SOURCE INFORMATION
--

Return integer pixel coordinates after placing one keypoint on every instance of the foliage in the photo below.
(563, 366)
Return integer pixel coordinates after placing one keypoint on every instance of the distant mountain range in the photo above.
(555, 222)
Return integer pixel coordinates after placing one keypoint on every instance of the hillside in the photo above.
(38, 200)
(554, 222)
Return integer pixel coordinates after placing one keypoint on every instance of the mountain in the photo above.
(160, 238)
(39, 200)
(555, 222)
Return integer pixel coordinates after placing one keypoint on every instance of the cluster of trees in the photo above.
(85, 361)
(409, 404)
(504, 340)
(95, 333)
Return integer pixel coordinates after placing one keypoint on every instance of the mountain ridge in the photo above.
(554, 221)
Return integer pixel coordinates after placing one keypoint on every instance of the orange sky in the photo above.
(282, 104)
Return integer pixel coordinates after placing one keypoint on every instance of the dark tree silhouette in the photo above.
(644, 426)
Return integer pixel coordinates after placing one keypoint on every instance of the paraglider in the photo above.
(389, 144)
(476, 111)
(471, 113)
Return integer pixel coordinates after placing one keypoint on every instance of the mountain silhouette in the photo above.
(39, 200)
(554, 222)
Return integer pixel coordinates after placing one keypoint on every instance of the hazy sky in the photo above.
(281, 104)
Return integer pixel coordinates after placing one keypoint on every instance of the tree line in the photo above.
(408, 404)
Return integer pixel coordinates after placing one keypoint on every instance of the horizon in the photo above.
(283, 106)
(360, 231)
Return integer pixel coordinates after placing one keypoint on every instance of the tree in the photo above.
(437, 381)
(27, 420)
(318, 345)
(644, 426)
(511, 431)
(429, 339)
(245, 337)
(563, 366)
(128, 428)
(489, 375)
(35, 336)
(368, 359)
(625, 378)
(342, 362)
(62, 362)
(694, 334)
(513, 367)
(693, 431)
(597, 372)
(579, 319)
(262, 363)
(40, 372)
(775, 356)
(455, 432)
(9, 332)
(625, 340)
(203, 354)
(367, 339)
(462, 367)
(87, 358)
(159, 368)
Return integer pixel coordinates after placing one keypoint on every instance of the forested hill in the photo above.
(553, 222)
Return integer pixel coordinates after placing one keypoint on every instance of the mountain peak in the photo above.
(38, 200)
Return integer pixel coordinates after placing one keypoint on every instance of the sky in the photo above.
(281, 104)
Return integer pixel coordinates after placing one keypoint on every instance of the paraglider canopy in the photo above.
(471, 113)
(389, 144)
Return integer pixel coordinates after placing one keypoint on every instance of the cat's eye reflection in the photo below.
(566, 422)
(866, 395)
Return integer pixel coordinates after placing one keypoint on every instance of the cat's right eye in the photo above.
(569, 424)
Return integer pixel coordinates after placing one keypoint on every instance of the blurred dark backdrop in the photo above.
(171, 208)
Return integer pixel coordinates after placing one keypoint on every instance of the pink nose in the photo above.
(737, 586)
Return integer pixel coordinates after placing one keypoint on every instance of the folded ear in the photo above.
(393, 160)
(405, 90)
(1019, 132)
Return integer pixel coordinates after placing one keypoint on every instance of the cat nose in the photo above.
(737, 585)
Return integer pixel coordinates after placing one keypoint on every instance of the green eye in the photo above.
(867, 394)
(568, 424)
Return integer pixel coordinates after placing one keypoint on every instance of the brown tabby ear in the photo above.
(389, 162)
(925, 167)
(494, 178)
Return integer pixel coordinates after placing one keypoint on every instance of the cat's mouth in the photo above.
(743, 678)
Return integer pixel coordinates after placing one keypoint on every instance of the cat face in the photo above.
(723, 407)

--

WHAT TO WORK ON
Reproduce every entry above. Make each line identical to the original.

RESPONSE BELOW
Return integer pixel coordinates after placing one keypoint on every instance of the foliage in the photo below.
(563, 366)
Return integer pixel coordinates after placing one keypoint on every instance of the distant mountain range in the photo above.
(555, 222)
Return integer pixel coordinates after placing one keypoint on every instance of the hillside in the photo above.
(38, 200)
(554, 222)
Return integer pixel coordinates after placing one keypoint on every instance of the mountain in the photo above.
(160, 238)
(39, 200)
(555, 222)
Return integer pixel coordinates after placing one keypoint on every instance of the cluster of trees in the photo above.
(85, 361)
(409, 404)
(504, 340)
(95, 333)
Return integer pixel coordinates after placing one keypoint on every instance of the mountain ridge in the photo above.
(554, 221)
Return integer pixel coordinates after placing one keypoint on every instance of the orange sky in the photo above.
(282, 104)
Return integer pixel coordinates after placing one keypoint on every instance of the dark tree silhouette in the photo above.
(644, 426)
Return integer pixel coordinates after placing one keypoint on every instance of the paraglider in the photo above.
(389, 144)
(476, 111)
(471, 113)
Return integer pixel coordinates after placing one keypoint on every instance of the mountain silhouette in the photo above.
(39, 200)
(554, 222)
Return integer pixel coordinates after placing one keypoint on every instance of the hazy sky in the photo above.
(281, 104)
Return integer pixel coordinates after placing one keypoint on every instance of the tree line in the photo above.
(408, 404)
Return integer pixel coordinates after placing one keypoint on every instance of the horizon in the photo above.
(283, 106)
(360, 231)
Return integer pixel coordinates after placing one keypoint on every instance of the tree in the photo above.
(437, 381)
(27, 420)
(318, 345)
(644, 426)
(511, 431)
(429, 339)
(245, 337)
(563, 366)
(128, 428)
(489, 375)
(35, 336)
(368, 359)
(625, 378)
(342, 362)
(62, 362)
(694, 334)
(513, 367)
(693, 431)
(597, 372)
(579, 319)
(262, 363)
(40, 372)
(775, 356)
(455, 432)
(9, 332)
(625, 340)
(203, 354)
(367, 339)
(462, 367)
(87, 358)
(159, 368)
Return integer pixel coordinates after placing one keypoint on every instance of the forested hill in the photo above.
(553, 222)
Return integer pixel coordinates after placing one keypoint on every instance of the mountain peak in the photo above.
(38, 200)
Return integer pixel coordinates after placing one keypoint on every instance of the sky in the photo above.
(281, 104)
Return integer pixel coordinates after placing one keypoint on every instance of the paraglider canopy in the photo above.
(471, 113)
(389, 144)
Return integer pixel coordinates after placing one keypoint on every instance of the cat's eye reflection in the photo below.
(566, 422)
(866, 395)
Return integer pixel coordinates after placing one keypoint on every instance of the cat's right eye in the photo above.
(569, 424)
Return integer pixel coordinates after placing one keypoint on every instance of the blurred dark backdrop in the photo above.
(171, 208)
Return integer pixel coordinates after placing one keypoint on every instance of the pink nose in the photo above.
(737, 586)
Return integer pixel coordinates after placing one keypoint on every instance of the folded ear in the photo above.
(393, 160)
(405, 90)
(1019, 132)
Return integer pixel coordinates after placing one keypoint on every instance of the cat nose in the photo above.
(737, 585)
Return integer pixel coordinates after placing one keypoint on every instance of the green eye in the photo above.
(867, 394)
(568, 424)
Return integer pixel coordinates after placing one keypoint on every instance of the brown tabby ear in the photo above.
(389, 162)
(925, 167)
(494, 178)
Return integer pixel coordinates after placing one keypoint on every instance of the cat's mouth in the photo above.
(743, 678)
Return integer pixel coordinates after placing one keypoint on every instance of the cat face in the photo above.
(723, 407)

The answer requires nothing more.